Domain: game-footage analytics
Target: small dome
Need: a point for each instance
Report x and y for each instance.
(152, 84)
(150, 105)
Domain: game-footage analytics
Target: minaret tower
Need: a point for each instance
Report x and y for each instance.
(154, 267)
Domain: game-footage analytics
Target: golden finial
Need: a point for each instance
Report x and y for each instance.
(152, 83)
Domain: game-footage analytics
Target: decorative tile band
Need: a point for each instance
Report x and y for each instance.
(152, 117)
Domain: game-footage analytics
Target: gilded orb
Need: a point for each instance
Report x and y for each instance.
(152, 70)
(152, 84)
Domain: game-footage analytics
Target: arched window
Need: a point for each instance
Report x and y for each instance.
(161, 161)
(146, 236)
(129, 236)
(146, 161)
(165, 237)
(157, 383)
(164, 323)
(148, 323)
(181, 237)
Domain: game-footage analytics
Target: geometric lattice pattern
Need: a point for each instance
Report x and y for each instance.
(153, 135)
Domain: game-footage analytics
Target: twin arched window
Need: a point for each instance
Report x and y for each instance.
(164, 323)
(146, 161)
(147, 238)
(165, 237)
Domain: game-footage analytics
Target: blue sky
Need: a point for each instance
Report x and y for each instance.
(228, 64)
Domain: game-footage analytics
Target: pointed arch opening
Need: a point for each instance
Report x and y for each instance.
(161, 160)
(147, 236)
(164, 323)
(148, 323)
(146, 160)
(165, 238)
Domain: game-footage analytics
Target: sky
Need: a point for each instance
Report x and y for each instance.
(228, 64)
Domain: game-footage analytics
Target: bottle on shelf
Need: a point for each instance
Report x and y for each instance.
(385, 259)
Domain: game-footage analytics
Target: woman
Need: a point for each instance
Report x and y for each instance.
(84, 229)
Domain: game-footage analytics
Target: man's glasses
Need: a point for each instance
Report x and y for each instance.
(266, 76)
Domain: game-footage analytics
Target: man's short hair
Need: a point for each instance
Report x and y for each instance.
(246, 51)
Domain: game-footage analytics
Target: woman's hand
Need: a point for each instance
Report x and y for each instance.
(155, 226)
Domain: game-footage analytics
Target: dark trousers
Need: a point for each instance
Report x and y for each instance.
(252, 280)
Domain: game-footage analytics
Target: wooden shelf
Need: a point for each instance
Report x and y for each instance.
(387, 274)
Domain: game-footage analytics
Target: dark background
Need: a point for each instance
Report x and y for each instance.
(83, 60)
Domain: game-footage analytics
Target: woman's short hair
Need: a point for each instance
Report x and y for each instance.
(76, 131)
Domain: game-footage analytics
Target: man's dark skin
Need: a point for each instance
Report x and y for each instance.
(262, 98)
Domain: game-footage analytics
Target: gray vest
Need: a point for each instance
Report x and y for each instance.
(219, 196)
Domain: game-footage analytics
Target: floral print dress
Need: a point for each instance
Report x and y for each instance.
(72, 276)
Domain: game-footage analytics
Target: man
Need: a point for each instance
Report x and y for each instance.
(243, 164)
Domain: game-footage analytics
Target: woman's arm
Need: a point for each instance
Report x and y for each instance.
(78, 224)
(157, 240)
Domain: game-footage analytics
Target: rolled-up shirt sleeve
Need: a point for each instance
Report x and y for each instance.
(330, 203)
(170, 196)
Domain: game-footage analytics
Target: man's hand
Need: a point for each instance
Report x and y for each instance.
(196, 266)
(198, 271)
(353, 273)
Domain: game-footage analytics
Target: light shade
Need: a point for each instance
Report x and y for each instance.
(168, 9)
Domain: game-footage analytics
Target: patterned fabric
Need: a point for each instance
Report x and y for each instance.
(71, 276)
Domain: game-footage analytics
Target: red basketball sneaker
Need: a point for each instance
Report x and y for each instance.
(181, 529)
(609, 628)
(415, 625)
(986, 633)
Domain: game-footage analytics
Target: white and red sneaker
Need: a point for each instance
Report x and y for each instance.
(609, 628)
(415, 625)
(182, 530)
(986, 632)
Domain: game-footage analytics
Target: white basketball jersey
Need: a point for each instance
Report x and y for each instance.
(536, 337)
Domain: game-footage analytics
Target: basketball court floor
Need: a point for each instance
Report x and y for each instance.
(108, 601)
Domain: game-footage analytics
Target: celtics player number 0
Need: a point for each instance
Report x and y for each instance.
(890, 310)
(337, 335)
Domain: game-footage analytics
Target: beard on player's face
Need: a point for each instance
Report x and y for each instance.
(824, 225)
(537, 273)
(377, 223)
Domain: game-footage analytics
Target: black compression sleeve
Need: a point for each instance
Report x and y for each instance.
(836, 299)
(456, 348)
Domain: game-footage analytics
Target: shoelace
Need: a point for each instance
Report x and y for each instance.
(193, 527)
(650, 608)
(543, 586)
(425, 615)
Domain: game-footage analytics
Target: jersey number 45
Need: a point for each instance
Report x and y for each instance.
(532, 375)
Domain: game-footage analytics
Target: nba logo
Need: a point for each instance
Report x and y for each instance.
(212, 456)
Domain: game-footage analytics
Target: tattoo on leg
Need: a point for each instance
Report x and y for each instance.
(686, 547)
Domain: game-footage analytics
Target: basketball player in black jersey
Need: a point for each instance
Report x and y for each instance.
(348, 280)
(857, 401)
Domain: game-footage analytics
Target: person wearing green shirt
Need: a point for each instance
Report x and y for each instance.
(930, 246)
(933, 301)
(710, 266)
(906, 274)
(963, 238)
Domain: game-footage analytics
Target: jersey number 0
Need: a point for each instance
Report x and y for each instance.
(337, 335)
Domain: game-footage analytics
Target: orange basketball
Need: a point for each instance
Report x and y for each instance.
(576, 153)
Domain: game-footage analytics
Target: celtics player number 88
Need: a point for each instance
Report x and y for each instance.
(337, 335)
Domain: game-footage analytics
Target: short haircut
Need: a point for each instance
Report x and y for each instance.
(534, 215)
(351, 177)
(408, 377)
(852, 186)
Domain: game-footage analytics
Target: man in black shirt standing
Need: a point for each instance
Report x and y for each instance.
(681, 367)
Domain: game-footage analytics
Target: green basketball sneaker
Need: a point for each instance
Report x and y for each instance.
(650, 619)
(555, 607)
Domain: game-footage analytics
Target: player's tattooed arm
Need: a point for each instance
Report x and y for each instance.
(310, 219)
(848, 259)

*Task directions*
Write out every line of the material again, exactly as it reads.

*Answer to the problem*
Domain: game-footage analytics
Target: small dome
Need: a point for each instance
Report x and y for each instance.
(152, 84)
(150, 105)
Domain: game-footage analytics
Target: minaret tower
Need: a point for each instance
Report x and y for each instance.
(154, 267)
Domain: game-footage analytics
Target: golden finial
Need: a point for each instance
Report x and y for each instance.
(152, 83)
Domain: game-footage analytics
Target: decorative tile band
Need: a point for each instance
Report x and y for each instance.
(152, 117)
Domain: game-footage analytics
Target: gilded orb
Need: a point for each instance
Report x and y for each instance.
(152, 70)
(152, 84)
Domain: game-footage analytics
Target: arched window
Need: a point for each instance
Report x and y for each instance.
(161, 161)
(146, 236)
(129, 236)
(146, 161)
(165, 237)
(157, 383)
(164, 323)
(148, 323)
(181, 237)
Domain: game-footage analytics
Target: geometric lattice pattern
Need: a point for each instance
Report x and y for each instance.
(153, 135)
Domain: game-footage analytics
Target: twin arched window
Need: a point for each instance
Report x and y for each instance.
(164, 323)
(146, 161)
(147, 238)
(165, 237)
Domain: game-footage analytics
Target: blue sky
Need: a point for each instance
Report x and y for each instance.
(228, 64)
Domain: game-footage analytics
Target: pointed arch opening
Need: a point for each instance
Report x and y for each instance.
(161, 160)
(147, 236)
(164, 323)
(148, 323)
(146, 160)
(165, 238)
Domain: game-footage analytics
Target: sky
Need: a point for each instance
Report x and y for each instance.
(228, 64)
Domain: game-footage analytics
Target: bottle on shelf
Need: a point for each instance
Report x and y for each instance.
(385, 259)
Domain: game-footage analytics
Target: woman
Need: a point for each instance
Report x and y for each instance.
(84, 229)
Domain: game-footage analytics
Target: man's glasses
Need: a point for each instance
Report x and y for each instance.
(266, 76)
Domain: game-footage analytics
Target: man's short hair
Need: a point for each instance
Report x and y for each instance.
(246, 51)
Domain: game-footage analytics
Target: woman's hand
Need: a point for each instance
Report x and y for each instance.
(155, 226)
Domain: game-footage analytics
Target: dark trousers
Need: a point for each instance
Report x and y for each instance.
(252, 280)
Domain: game-footage analytics
Target: wooden shelf
Need: a point for each instance
Report x and y for each instance.
(387, 274)
Domain: game-footage analytics
Target: dark background
Need: a point for each instance
Report x and y for each instance.
(83, 60)
Domain: game-footage analytics
Target: woman's short hair
Need: a point for each instance
Report x and y for each instance.
(76, 131)
Domain: game-footage analytics
Target: man's dark skin
Need: a point for each instance
Report x and y for each instance.
(262, 98)
Domain: game-footage analytics
Target: gray vest
Need: a point for each instance
Report x and y for each instance.
(219, 196)
Domain: game-footage analytics
Target: floral print dress
Need: a point for each instance
Report x and y for each instance.
(72, 276)
Domain: game-footage analytics
Target: man
Need: a point for each instance
Report x and y for each instance.
(243, 164)
Domain: game-footage analytics
Target: woman's arm
Need: a point for each instance
Report x and y for each instance.
(78, 224)
(157, 240)
Domain: game-footage analytics
Target: rolled-up shirt sleeve
Need: a point for each instance
Report x and y for each instance.
(330, 203)
(170, 196)
Domain: game-footage analytics
Target: man's hand
Need: a point for each instance
Report x and y for each instance.
(196, 266)
(198, 271)
(353, 273)
Domain: game-footage analytics
Target: light shade
Need: a point for each instance
Report x and y for each instance.
(168, 9)
Domain: game-footage analytics
Target: patterned fabric
Need: a point for each instance
Report x and y for each instance.
(71, 276)
Domain: game-footage analytics
Target: red basketball sneaker
Need: a point for each instance
Report x and y for each instance.
(181, 529)
(609, 628)
(415, 625)
(986, 633)
Domain: game-footage analytics
Target: white and red sneaker
Need: a point for each instance
Report x and y for each instance.
(609, 628)
(415, 625)
(182, 530)
(986, 632)
Domain: game-footage analytics
Target: white basketball jersey
Need: a point for each instance
Report x and y for each instance.
(536, 337)
Domain: game-footage analytics
Target: basketball court floor
Need: a point for each instance
Report x and y for each instance.
(108, 601)
Domain: game-footage analytics
Target: celtics player number 0
Need: a point for each instance
Report x and y for each instance.
(890, 310)
(337, 335)
Domain: game-footage analytics
Target: beard on player's face
Need: a point for each instance
Report x and y for each instance.
(824, 225)
(537, 273)
(377, 223)
Domain: game-footage analytics
Target: black compression sleeve
Need: a point for each instance
Report x and y for each instance.
(836, 299)
(456, 348)
Domain: game-footage analytics
Target: shoelace
Need: a point for each instance
Report x and y for each instance.
(193, 527)
(650, 608)
(543, 586)
(425, 615)
Domain: game-footage analytics
Target: jersey number 45
Need: a point for each instance
Report x and y for each instance.
(532, 375)
Domain: game-footage analytics
Target: nba logo
Need: a point for each instance
Report x and y for each instance.
(212, 456)
Domain: game-footage analytics
Target: tattoo on leg
Need: a point for each instance
Report x and y for each instance.
(686, 547)
Domain: game-footage analytics
Target: basketball player in black jersey
Need: a point for each instance
Report x and y for each instance.
(348, 280)
(857, 401)
Domain: game-footage analytics
Target: person wearing green shirt
Need: a point for each instance
Report x and y for each instance.
(930, 246)
(933, 301)
(710, 266)
(906, 274)
(963, 238)
Domain: game-footage analytics
Target: jersey number 0
Need: a point for each instance
Report x and y for each instance.
(337, 335)
Domain: game-footage analytics
Target: orange basketball
Need: a point for each instance
Report x and y for each instance.
(576, 153)
Domain: game-footage analytics
Target: celtics player number 88
Need: a point for each instance
Report x and y for each instance.
(337, 335)
Domain: game-footage analytics
Target: short haircut
Need: a point for each instance
Report x and y for each instance.
(534, 215)
(351, 177)
(408, 377)
(852, 186)
Domain: game-footage analytics
Target: man in black shirt standing
Need: a point for each instance
Report x and y for each instance.
(681, 367)
Domain: game-footage analytics
Target: green basketball sneaker
Need: a point for each instance
Report x and y for each instance.
(650, 619)
(555, 607)
Domain: game-footage analytics
Target: player's tattooed arm
Need: a point for each instance
Report x and y for each instance.
(310, 219)
(848, 259)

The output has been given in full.